Everyone remembers their first football match. Mine was a 1-1 draw between Tottenham and Leeds in May 1995. I was only six years old so I don’t recall the finer details, but I do remember this being a big deal because it was Jürgen Klinsmann’s last game for Spurs (although he would later return on-loan to save the club from relegation and force mouthy chairman Sir Alan Sugar to eat a large slice of humble pie). Klinsmann failed to mark the occasion with a goal, but some bloke called “Teddy” did net one. This was my first introduction to Edward Sheringham.
Sheringham was a star from the outset. In the inaugural Premier League season he claimed top scorer with 21 goals for Tottenham Hotspur and one for former club Nottingham Forest. But it was not just his finishing that made Teddy such a valuable asset. A wily and underrated forward, he was adept at holding up play, finding space and playing the killer pass.
Sheringham’s fine form earned him a starting place in the national team, back when England were a likeable and half-decent side – which is considerably more than can be said for today’s squad. As England’s number ten, he formed a strong partnership with Alan Shearer during Euro 96. The pair displayed their prowess most memorably by notching up two goals each in the famous 4-1 demolition of Holland.
Teddy had become a true Spurs legend over the years, but the fans’ adulation could not dispel his quiet but firm ambition. With Tottenham incapable of delivering the trophies he so desperately craved, Sheringham transferred to Manchester United in June 1997 for a fee of £3.5 million.
Drafted in to replace the suave Kung Fu master that was Eric Cantona, Sheringham endured a patchy first season in Manchester. A missed penalty on his debut against Spurs delighted many former fans, but Teddy did not take long to rediscover his form. By 1999 he had established himself as an integral member of United’s historic treble-winning team. At last Sheringham satisfied his hunger for silverware; proudly collecting Premier League and FA Cup winners’ medals – the latter secured by his opening goal in the final at Wembley.
But it was the Camp Nou that would witness Teddy’s finest hour. On literally the biggest of stages, Sheringham played a crucial role in United’s legendary comeback against Bayern Munich in the Champions League final. Having come on as a second-half substitute, he scored a dramatic last-minute equaliser and then provided the assist for Ole Gunnar Solskjaer’s injury-time winner. This was the moment when Sheringham transformed himself into a true cult hero.

→ EXERCISE
Using the piece on Teddy Sheringham above, answer these:
(a) What was the final score of the Tottenham and Leeds match in May 1995?
(b) How many goals did Sheringham score for Tottenham Hotspur in the inaugural Premier League season?
(c) What fee did Manchester United pay for him in June 1997?

[Records of labeled points]
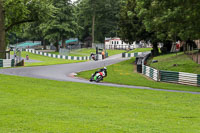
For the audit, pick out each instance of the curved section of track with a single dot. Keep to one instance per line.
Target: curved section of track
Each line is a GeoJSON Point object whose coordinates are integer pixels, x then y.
{"type": "Point", "coordinates": [62, 72]}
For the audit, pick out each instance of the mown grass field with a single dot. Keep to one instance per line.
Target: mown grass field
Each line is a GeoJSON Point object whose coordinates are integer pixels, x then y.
{"type": "Point", "coordinates": [45, 60]}
{"type": "Point", "coordinates": [184, 63]}
{"type": "Point", "coordinates": [38, 105]}
{"type": "Point", "coordinates": [87, 52]}
{"type": "Point", "coordinates": [125, 73]}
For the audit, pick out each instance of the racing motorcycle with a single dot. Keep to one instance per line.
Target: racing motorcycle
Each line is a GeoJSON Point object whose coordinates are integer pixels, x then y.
{"type": "Point", "coordinates": [99, 75]}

→ COMPLETE RESPONSE
(a) 1-1
(b) 21
(c) £3.5 million